## 依頼文 A:
美冨久酒造を紹介する本文で、村田正さんがタンクで発酵させるものとして挙げている材料をすべて書き出してください。

## 本文:
正反対の製法を融合 全国でも数少ない日本酒「山廃純米吟醸」 【2021年全国燗酒コンテスト プレミアム燗酒部門金賞受賞】 日本酒生産量がピークを迎えた昭和40年代、多くの蔵元が短期で手軽につくれる「速醸仕込」にシフトするなか、美冨久は手間暇と熟練技の要る「山廃仕込」にこだわった。 創業以来守り継いだ伝統製法と現代技術を組み合わせた日本酒は、美冨久ならではの奥深い味わいを生み出している。
甲賀市水口で大正6年から続く美冨久酒造。酒米の新米が届き始める10月末から春先まで1年分の酒の仕込みに追われる。
水は軟水で発酵しやすい鈴鹿山系の伏流水、米は酒米の祖「渡船」(滋賀県在来種)から連なる山田錦や吟吹雪。そして日本酒づくりに欠かせない酒母は、100年以上前から使われてきた酒母蔵に棲む天然乳酸菌からじっくり時間をかけてつくり出す。
取締役の村田 正さんは「酒母、水、麹、蒸した米を発酵させるタンクは、昭和33~36年ころのもの。わずかな条件で味に違いが出るため、タンクによって味も変わる」と話す。1本のタンクにできるお酒は一番大きな仕込みで約5000ℓ、現在は多品種・小仕込みが主流とのこと。

## 元資料:
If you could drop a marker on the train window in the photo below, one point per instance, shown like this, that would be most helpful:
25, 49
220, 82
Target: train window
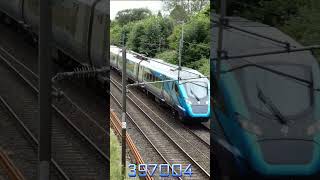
176, 89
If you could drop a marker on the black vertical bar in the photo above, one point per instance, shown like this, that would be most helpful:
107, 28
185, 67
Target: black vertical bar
45, 90
124, 110
220, 37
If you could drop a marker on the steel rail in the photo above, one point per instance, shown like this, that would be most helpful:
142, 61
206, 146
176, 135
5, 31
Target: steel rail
12, 171
116, 123
141, 131
164, 132
113, 81
32, 137
69, 122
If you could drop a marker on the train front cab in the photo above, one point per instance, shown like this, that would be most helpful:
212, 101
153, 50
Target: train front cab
250, 140
193, 100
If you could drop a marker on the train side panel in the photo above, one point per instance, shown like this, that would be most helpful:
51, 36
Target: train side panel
71, 26
13, 8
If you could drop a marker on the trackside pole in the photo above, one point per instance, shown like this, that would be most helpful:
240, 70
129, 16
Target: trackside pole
124, 111
45, 90
220, 37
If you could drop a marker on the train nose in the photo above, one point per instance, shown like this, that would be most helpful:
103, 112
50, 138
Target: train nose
288, 157
287, 151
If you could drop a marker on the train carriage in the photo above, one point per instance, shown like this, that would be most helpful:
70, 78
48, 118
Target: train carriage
188, 97
78, 26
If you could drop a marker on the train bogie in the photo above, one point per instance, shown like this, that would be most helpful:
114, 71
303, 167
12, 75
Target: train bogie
13, 8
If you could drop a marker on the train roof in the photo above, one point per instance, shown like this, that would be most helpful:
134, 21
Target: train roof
162, 67
239, 43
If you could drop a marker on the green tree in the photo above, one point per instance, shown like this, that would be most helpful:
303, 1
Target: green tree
130, 15
189, 6
271, 12
196, 39
305, 27
149, 36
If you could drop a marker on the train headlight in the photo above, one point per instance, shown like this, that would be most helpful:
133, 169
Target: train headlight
248, 125
188, 102
313, 128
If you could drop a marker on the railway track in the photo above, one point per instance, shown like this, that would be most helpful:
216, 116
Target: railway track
200, 134
17, 140
116, 124
169, 143
78, 151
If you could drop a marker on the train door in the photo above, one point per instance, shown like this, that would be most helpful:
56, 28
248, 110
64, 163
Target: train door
167, 88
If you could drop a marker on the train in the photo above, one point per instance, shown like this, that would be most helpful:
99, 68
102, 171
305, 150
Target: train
79, 27
188, 96
266, 108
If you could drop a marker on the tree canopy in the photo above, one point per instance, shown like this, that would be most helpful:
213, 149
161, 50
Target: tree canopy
129, 15
159, 36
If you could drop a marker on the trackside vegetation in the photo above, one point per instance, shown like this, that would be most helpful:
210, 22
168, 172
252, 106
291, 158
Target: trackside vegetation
158, 34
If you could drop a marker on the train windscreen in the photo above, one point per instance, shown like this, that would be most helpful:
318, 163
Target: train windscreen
197, 90
289, 96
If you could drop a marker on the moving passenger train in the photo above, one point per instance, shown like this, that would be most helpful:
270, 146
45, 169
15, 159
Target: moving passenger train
267, 110
79, 26
189, 97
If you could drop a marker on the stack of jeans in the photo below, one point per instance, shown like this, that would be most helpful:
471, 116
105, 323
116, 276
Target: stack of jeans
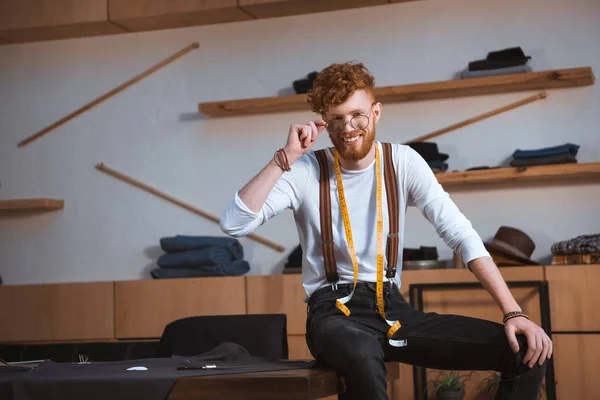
507, 61
562, 154
200, 256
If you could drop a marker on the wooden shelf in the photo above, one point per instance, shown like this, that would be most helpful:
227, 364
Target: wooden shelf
571, 172
30, 205
561, 78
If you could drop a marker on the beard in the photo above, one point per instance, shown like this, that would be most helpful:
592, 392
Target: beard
353, 152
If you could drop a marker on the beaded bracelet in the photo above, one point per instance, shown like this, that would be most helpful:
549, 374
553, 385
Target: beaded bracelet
282, 161
514, 314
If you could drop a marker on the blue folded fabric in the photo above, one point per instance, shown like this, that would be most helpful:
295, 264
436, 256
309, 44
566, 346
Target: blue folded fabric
198, 258
547, 160
567, 148
438, 164
234, 268
178, 243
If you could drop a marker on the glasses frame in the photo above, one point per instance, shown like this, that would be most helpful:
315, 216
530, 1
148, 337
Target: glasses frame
344, 123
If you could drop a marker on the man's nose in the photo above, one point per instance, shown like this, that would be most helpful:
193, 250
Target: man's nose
347, 127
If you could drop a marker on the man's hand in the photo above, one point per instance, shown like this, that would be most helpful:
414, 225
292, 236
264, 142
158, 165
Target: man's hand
539, 344
301, 138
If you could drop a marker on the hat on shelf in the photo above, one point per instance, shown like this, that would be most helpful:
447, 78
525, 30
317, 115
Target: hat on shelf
429, 151
512, 244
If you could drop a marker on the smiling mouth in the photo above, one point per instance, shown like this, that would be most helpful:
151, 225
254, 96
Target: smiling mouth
351, 139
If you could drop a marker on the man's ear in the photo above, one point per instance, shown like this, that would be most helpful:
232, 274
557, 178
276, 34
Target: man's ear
377, 111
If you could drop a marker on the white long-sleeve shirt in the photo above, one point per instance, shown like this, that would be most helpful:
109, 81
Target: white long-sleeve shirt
298, 190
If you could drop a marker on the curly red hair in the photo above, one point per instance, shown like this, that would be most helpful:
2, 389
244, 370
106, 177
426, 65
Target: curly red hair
336, 83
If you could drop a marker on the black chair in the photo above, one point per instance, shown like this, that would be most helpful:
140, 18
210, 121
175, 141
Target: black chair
262, 335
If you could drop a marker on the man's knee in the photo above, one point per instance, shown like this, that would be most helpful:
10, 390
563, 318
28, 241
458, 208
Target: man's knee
516, 365
348, 349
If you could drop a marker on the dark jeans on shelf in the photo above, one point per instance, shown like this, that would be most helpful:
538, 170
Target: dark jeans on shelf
356, 345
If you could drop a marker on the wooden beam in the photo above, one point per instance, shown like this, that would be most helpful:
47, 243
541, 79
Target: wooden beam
571, 77
180, 203
499, 110
40, 20
281, 8
109, 94
143, 15
42, 204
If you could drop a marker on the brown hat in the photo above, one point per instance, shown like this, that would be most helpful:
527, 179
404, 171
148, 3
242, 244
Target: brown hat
513, 244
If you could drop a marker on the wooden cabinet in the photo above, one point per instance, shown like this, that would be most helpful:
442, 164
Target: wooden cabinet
274, 294
36, 20
574, 297
279, 8
576, 364
55, 312
474, 302
143, 308
143, 15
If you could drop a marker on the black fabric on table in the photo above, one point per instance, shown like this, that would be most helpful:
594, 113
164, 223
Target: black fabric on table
262, 335
111, 380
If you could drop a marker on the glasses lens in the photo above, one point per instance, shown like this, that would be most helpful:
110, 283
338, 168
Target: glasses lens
335, 126
360, 122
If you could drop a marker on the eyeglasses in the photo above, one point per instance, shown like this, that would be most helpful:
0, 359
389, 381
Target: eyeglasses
358, 122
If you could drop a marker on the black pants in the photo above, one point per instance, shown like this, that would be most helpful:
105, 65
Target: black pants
356, 345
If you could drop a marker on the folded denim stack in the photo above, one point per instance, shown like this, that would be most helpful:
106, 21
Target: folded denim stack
200, 256
582, 249
511, 60
563, 154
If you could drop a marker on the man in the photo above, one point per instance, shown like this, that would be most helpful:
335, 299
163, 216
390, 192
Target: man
355, 327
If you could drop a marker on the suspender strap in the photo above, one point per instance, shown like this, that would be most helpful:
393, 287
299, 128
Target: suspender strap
391, 189
326, 222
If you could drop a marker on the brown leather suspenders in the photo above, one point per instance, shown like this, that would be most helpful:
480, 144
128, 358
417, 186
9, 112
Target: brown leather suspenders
391, 188
326, 224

## 依頼文 B:
記録の中から、文字列「front」を含む行をすべて集めてください。大文字と小文字は区別します。

## 解答例 A:
酒母、水、麹、蒸した米

## 解答例 B:
If you could drop a marker on the train front cab in the photo above, one point per instance, shown like this, that would be most helpful:
Target: train front cab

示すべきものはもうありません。